### Problem requirements
Can you repeat, word for word, the part of the Natal Pioneers passage that opens with the words containing "The Natal Pioneers improved" and closes with "in October 1879."?

Quoted passage Start Marker

Unit of the British Colonial Auxiliary Forces

The Natal Native Pioneer Corps, commonly referred to as the Natal Pioneers, was a unit of the British Colonial Auxiliary Forces which served in the Anglo-Zulu War. The pioneers were raised by levy from the black population of the Colony of Natal in November 1878; they provided a force of men to carry out military engineering tasks during the British invasion of Zululand. They were formed into three companies of around 100 men and issued with old British Army jackets, white short trousers and blue pillbox hats. The non-commissioned officers of the unit were armed with a rifle, and the other men were issued with tools. White officers were supplied by the government of Natal but, where possible, were supplemented with British regulars.

No. 1 Company was assigned to Lieutenant-General Lord Chelmsford's No. 2 Column, the principal British force during the first invasion of Zululand, and a small detachment fought at the Battle of Isandlwana. After this defeat, the company joined Evelyn Wood's Flying Column for the second invasion and participated in the Battle of Ulundi, the final pitched battle of the war that ended in a British victory. No. 2 Company was assigned to the Right Column during the first invasion and fought at the Battle of Inyezane before being besieged at Eshowe for 10 weeks. During the second invasion it formed part of the 1st Division and escorted wagons along the lines of communication. No. 3 Company was assigned to Colonel Anthony Durnford's No. 3 Column but did not join the first invasion; it was posted to an important river crossing to guard against a Zulu counter-invasion of Natal.

The Natal Pioneers improved tracks throughout the war for the British logistics train, particularly at river crossings; they also constructed forts and field entrenchments. During the Siege of Eshowe, No. 2 Company distinguished itself in scouting, foraging and raiding. The force suffered from some disciplinary issues; during the first invasion the men of No. 2 Company were punished for looting. In the closing stages of the war in August, No. 1 Company protested at being kept on active service longer than the other black Natal levies. In September the company mutinied but returned to duty after being arrested and punished. The Natal Native Pioneer Corps was disbanded in October 1879.

== Background ==
Boers settlers had established the Natalia Republic in 1838 on land near Port Natal (modern-day Durban, South Africa) ceded by the Zulu king Dingane. The republic grew with further land ceded by Dingane's successor Mpande kaSenzangakhona. The Boers submitted to British rule in 1842 and the District of Port Natal was created in 1843, initially as part of Cape Colony to the south; the Colony of Natal was established in 1856.

Quoted passage End Marker
Dataset Start Marker

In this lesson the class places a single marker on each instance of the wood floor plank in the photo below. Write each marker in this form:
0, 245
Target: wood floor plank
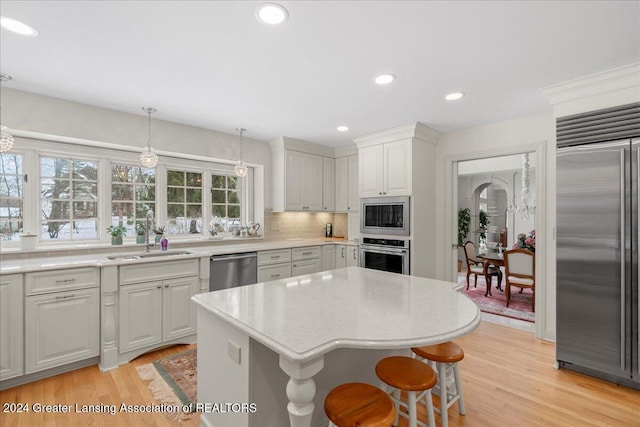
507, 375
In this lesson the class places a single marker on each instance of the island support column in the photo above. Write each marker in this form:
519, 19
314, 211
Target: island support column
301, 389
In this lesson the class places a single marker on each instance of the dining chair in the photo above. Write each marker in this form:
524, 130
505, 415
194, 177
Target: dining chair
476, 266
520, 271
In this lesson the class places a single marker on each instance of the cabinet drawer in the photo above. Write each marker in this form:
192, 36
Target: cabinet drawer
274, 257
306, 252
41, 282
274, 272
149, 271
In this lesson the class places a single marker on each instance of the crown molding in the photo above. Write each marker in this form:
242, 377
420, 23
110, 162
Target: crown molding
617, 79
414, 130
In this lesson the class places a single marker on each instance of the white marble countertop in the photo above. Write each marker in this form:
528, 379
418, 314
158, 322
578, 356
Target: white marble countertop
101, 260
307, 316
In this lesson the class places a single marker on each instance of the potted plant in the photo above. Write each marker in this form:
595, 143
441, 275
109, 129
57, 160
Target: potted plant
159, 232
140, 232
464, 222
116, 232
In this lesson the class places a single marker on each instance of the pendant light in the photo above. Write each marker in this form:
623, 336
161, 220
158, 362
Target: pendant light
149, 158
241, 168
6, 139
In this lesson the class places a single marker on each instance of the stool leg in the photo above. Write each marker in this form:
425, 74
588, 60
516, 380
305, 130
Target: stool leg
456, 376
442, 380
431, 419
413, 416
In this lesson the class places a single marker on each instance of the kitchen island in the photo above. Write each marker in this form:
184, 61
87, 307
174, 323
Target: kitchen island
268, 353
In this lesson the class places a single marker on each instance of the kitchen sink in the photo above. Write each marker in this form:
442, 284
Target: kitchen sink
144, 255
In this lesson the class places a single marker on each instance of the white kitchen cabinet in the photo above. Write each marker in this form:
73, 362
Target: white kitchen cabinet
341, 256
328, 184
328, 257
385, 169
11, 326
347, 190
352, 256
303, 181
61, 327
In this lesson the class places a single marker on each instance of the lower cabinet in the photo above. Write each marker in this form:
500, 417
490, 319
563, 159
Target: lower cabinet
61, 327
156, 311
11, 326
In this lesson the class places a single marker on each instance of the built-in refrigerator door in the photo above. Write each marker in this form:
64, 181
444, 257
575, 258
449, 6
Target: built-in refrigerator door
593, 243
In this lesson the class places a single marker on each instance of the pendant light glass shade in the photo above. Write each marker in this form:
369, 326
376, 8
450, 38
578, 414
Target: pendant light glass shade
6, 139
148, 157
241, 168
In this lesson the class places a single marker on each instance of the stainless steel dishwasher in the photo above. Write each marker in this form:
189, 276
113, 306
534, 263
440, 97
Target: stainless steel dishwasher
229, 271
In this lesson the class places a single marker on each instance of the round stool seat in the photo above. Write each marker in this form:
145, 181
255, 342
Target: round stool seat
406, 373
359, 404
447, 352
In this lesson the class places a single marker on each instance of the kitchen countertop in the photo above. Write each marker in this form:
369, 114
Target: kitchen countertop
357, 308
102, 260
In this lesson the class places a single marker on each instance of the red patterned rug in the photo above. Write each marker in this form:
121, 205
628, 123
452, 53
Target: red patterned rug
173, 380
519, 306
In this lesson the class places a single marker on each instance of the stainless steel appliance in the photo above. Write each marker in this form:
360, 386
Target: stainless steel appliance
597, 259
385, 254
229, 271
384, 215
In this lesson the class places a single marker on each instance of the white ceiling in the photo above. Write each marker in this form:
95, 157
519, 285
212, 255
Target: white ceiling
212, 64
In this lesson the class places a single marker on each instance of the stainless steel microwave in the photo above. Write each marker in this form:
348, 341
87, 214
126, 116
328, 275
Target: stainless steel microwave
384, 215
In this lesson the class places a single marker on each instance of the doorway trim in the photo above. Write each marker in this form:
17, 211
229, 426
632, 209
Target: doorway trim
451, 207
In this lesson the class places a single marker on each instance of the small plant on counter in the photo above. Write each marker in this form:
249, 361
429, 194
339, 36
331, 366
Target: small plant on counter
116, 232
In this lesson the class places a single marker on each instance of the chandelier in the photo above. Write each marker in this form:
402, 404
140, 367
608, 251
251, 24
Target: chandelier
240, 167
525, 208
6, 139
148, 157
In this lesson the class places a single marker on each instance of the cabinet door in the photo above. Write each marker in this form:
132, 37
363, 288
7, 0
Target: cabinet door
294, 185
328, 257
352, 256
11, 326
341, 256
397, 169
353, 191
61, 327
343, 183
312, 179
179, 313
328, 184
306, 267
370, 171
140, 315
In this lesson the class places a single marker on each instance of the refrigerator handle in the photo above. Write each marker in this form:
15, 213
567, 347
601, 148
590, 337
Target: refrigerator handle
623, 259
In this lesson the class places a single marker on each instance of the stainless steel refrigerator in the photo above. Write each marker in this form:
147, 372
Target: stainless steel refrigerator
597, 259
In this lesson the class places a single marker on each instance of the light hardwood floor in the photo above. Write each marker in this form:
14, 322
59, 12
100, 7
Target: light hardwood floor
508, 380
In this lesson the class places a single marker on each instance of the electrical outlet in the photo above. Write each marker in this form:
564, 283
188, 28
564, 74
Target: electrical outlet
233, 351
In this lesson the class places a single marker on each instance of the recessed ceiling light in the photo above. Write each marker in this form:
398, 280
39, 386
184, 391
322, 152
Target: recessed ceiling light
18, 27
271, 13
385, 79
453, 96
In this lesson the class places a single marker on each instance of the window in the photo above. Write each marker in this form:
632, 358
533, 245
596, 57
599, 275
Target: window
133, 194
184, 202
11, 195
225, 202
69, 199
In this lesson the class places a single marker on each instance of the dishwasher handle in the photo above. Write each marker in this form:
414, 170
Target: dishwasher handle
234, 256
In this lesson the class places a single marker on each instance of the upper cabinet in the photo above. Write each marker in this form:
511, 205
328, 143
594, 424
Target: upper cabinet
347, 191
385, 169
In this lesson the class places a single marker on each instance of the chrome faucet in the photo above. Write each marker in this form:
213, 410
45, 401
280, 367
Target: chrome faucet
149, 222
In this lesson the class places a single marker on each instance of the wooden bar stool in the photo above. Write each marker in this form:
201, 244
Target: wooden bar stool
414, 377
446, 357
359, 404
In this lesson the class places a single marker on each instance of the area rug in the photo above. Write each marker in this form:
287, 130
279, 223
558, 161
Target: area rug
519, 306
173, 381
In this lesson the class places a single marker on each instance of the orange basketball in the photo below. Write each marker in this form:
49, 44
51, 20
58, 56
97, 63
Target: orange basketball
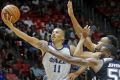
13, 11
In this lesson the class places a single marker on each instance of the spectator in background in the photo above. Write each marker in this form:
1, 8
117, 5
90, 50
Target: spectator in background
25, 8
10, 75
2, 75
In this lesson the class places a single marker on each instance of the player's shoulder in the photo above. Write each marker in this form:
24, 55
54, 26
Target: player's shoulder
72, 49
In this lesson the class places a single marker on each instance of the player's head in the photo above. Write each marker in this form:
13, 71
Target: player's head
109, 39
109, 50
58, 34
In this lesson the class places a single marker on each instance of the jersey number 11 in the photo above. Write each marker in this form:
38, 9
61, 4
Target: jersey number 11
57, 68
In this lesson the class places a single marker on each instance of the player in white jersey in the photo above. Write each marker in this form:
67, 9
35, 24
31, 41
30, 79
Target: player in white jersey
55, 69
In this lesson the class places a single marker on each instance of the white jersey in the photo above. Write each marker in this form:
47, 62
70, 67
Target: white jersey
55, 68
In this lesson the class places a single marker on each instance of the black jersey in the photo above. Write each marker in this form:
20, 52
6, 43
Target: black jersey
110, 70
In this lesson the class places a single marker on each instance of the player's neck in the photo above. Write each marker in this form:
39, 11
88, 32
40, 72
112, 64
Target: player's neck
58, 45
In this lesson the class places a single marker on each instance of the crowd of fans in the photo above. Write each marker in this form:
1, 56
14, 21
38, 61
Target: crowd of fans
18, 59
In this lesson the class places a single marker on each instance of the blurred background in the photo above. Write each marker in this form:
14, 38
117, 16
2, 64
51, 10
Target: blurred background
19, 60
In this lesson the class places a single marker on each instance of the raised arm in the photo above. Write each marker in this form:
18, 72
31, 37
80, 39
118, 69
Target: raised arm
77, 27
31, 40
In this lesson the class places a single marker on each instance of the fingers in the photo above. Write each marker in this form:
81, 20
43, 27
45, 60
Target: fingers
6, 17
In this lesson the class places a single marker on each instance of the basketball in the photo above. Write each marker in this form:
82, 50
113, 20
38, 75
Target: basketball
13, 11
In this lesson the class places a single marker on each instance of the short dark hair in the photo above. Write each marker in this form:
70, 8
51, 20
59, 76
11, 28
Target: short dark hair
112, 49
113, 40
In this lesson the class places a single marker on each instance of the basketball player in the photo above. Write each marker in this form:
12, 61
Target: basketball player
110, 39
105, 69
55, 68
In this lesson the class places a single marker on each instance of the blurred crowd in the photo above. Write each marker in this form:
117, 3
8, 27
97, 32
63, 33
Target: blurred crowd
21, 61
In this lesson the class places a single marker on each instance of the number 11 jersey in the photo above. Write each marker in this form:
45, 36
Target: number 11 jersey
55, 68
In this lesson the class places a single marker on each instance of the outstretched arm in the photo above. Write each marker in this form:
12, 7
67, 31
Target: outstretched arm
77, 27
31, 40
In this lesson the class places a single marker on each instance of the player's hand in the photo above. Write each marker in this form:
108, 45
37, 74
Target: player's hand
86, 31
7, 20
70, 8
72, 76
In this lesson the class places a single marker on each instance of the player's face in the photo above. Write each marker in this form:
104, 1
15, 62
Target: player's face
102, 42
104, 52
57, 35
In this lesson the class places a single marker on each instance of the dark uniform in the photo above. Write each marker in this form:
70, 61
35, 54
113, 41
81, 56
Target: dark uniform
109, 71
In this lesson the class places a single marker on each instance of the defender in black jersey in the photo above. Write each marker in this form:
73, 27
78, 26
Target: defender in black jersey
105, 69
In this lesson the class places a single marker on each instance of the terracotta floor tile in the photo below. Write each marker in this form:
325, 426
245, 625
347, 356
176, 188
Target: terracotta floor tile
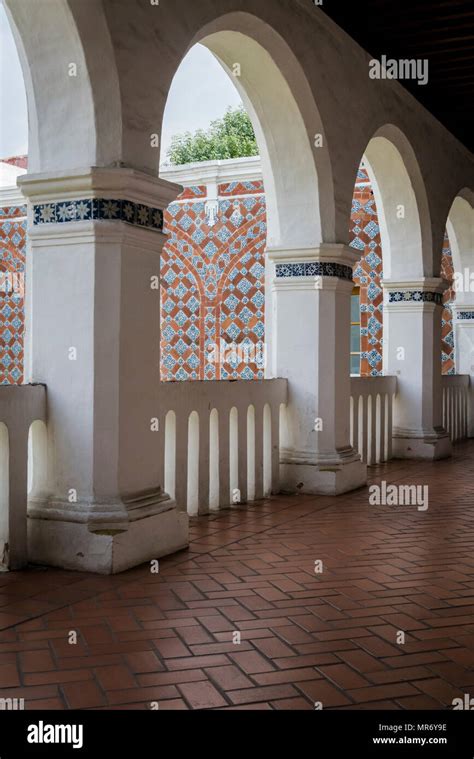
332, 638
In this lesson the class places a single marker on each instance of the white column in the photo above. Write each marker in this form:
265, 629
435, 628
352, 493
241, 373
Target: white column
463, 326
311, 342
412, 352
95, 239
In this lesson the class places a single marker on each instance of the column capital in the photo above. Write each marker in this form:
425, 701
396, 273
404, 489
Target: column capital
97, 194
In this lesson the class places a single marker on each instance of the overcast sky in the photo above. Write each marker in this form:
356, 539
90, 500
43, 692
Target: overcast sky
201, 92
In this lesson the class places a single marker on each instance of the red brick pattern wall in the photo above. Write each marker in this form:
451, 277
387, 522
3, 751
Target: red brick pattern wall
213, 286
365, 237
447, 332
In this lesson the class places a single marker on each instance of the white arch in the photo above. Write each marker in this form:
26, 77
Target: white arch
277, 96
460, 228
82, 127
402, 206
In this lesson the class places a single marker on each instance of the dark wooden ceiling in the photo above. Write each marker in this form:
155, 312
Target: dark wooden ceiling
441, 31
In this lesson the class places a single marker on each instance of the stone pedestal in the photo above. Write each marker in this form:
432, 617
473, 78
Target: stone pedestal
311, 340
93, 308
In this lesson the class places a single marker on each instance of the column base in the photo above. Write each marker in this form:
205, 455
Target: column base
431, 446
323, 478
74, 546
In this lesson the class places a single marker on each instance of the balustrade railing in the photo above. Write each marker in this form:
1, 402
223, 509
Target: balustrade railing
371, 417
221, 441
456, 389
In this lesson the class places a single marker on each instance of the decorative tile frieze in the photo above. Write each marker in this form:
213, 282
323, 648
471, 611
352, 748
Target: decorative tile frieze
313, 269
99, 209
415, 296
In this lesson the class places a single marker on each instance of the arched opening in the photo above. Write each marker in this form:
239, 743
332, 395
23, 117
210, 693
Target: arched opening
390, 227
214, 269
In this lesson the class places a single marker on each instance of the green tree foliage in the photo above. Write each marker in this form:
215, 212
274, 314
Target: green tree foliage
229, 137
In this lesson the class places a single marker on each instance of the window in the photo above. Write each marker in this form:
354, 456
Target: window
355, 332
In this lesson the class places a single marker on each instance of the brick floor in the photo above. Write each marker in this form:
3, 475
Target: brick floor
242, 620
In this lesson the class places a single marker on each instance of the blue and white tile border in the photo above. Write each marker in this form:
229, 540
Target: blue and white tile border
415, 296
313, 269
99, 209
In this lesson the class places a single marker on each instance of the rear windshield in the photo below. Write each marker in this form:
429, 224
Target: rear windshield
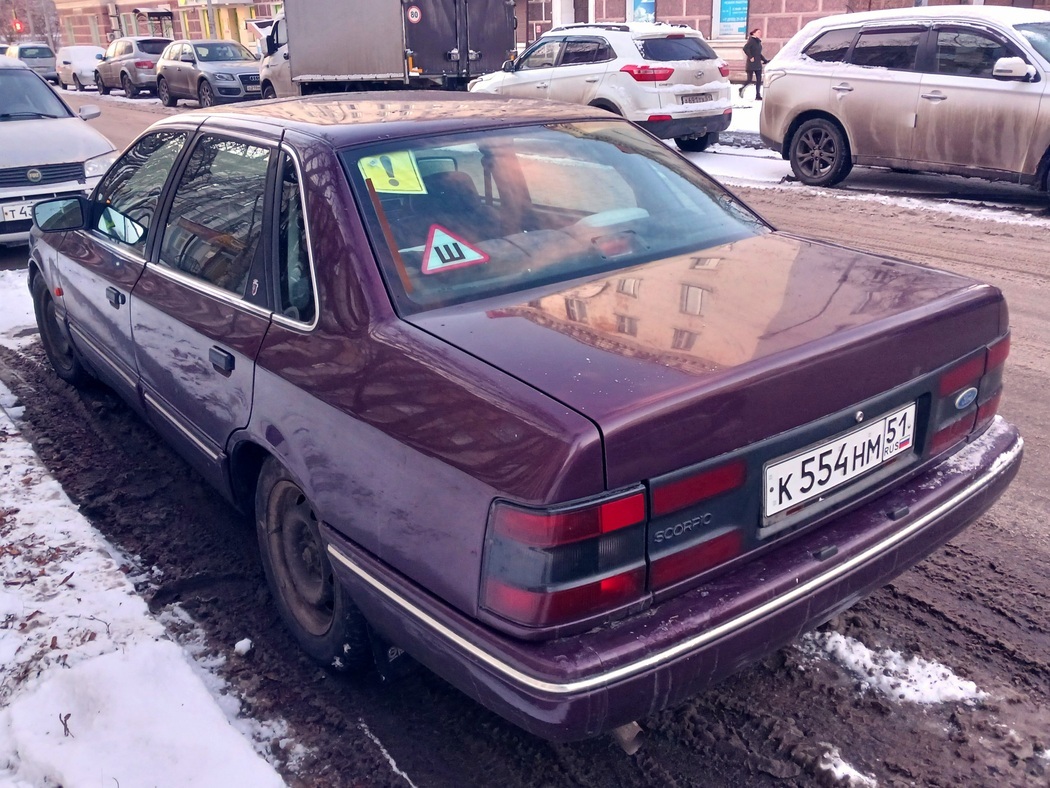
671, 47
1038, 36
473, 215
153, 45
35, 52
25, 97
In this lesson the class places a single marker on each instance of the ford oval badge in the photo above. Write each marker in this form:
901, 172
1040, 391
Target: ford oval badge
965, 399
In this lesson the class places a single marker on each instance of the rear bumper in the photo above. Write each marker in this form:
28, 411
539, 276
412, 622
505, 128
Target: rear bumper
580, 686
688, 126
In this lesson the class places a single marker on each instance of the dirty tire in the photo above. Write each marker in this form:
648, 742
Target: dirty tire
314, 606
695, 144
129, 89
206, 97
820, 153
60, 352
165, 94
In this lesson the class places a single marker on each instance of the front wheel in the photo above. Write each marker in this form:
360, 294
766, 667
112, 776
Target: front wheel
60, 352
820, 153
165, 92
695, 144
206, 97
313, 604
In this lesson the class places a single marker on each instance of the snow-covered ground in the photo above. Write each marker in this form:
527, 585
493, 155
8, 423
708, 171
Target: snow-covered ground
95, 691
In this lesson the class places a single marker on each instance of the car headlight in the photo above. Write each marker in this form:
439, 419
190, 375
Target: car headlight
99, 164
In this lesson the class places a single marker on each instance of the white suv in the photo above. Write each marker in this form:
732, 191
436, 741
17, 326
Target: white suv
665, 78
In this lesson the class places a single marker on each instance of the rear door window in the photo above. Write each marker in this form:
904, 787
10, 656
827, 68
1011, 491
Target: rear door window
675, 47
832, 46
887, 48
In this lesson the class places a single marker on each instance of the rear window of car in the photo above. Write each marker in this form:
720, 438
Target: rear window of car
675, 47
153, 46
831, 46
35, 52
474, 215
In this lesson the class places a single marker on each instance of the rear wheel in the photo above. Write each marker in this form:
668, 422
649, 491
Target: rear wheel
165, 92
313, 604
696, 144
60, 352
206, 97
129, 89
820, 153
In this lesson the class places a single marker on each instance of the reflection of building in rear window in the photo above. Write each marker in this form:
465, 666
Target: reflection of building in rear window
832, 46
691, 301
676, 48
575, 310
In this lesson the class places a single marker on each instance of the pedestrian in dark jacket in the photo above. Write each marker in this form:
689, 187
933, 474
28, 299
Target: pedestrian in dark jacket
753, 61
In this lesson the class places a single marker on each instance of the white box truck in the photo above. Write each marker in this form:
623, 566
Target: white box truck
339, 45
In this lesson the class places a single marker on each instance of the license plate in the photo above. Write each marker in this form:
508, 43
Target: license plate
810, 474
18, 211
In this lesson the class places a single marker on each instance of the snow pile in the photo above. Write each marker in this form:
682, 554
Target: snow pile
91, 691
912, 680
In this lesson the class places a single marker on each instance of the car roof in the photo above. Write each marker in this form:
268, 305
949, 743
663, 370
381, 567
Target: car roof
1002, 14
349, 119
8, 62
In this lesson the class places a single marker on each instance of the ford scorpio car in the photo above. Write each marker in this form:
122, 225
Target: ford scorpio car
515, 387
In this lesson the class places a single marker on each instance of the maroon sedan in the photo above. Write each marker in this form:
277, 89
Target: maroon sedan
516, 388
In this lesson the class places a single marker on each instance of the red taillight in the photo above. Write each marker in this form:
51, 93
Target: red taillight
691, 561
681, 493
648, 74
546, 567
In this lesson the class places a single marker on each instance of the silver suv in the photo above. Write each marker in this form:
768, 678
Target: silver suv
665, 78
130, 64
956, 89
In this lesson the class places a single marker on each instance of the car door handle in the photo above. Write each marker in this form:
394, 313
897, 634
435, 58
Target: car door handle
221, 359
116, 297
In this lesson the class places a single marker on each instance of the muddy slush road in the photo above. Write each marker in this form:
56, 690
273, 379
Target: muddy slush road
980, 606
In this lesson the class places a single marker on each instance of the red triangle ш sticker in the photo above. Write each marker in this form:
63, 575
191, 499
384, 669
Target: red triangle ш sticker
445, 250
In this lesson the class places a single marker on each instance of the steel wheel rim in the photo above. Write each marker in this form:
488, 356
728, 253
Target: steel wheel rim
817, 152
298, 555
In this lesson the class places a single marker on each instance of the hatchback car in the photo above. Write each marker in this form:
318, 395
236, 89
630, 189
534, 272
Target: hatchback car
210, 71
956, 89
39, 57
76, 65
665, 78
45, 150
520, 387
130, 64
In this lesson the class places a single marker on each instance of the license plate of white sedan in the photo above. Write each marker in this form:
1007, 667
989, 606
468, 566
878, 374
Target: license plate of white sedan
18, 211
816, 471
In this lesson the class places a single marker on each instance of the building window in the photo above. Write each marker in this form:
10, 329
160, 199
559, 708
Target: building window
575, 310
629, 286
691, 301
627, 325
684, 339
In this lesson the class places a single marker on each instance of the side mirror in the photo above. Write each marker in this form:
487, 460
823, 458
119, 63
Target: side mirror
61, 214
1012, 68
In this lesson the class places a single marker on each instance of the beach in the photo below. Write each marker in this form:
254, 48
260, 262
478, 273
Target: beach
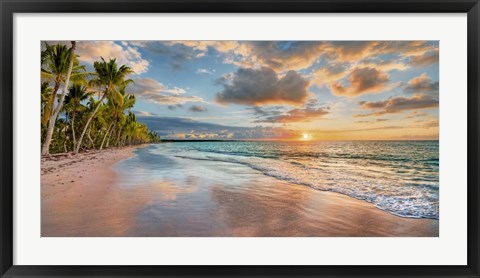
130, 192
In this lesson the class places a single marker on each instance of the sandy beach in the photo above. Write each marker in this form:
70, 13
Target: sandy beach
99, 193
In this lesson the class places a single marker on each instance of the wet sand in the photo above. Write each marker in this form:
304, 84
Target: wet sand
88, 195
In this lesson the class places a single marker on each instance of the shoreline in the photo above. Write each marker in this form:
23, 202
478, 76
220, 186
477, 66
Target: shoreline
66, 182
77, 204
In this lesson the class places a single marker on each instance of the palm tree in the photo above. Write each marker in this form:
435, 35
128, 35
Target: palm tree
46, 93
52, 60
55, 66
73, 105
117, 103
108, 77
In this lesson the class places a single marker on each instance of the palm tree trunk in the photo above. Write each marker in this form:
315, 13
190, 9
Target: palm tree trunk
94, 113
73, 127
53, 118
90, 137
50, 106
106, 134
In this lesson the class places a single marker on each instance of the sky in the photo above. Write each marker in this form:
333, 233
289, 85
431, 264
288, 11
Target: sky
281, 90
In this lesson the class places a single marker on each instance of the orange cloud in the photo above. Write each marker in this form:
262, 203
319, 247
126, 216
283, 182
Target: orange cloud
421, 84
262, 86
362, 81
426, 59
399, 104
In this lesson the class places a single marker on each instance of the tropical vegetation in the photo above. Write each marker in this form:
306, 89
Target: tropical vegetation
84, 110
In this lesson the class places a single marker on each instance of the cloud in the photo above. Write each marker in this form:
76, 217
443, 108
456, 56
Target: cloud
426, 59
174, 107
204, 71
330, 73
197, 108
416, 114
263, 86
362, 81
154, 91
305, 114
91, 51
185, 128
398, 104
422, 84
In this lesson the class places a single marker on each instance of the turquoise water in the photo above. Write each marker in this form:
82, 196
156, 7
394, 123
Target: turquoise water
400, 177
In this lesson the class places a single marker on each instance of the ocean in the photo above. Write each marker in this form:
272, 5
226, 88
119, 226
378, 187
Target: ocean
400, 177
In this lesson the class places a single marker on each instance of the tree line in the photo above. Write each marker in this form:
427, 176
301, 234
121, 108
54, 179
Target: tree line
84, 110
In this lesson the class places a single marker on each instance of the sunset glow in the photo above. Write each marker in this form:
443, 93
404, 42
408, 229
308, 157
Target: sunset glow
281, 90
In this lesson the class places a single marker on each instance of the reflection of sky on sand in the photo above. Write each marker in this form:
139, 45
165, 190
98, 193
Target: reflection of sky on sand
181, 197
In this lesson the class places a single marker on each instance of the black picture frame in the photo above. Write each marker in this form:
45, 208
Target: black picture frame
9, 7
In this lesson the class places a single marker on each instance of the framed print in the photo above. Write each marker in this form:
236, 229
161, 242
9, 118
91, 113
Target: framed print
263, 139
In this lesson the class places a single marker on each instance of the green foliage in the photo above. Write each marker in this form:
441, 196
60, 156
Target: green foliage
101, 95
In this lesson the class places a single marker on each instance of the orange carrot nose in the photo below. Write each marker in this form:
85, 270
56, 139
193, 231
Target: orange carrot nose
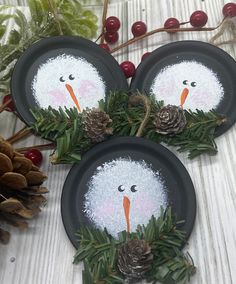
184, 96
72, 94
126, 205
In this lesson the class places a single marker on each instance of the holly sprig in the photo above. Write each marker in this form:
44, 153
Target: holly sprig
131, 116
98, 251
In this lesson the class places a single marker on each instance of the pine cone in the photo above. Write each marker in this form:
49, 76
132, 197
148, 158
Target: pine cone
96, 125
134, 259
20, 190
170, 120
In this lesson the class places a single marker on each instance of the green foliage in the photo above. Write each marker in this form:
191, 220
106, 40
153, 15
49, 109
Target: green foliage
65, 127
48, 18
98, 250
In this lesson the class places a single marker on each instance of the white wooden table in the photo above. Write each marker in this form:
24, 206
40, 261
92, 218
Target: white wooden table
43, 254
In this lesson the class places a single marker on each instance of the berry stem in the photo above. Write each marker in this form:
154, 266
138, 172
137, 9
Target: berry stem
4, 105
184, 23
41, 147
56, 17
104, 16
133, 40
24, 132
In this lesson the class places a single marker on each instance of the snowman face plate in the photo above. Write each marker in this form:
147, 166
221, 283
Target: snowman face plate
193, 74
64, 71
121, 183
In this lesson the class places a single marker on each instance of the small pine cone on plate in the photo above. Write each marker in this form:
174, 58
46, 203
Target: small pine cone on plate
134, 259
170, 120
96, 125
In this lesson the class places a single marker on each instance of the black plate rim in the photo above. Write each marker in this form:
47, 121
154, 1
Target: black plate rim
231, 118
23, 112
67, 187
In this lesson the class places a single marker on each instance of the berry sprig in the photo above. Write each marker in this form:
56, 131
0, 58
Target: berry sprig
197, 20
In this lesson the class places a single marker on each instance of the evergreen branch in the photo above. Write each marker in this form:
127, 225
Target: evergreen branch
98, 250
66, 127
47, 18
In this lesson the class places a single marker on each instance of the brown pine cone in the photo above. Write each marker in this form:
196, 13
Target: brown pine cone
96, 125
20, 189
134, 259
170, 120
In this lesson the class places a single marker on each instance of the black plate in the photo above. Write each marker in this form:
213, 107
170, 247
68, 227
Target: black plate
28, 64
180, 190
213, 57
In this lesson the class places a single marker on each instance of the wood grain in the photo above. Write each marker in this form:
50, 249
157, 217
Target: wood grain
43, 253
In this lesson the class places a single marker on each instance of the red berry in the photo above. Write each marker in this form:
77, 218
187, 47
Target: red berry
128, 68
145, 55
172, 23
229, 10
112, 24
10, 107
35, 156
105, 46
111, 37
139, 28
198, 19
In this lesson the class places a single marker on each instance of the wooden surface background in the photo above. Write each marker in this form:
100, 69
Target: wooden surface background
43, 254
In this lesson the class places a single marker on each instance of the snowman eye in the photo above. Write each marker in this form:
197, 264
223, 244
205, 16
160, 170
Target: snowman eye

Dataset End Marker

### Exercise answer
The Natal Pioneers improved tracks throughout the war for the British logistics train, particularly at river crossings; they also constructed forts and field entrenchments. During the Siege of Eshowe, No. 2 Company distinguished itself in scouting, foraging and raiding. The force suffered from some disciplinary issues; during the first invasion the men of No. 2 Company were punished for looting. In the closing stages of the war in August, No. 1 Company protested at being kept on active service longer than the other black Natal levies. In September the company mutinied but returned to duty after being arrested and punished. The Natal Native Pioneer Corps was disbanded in October 1879.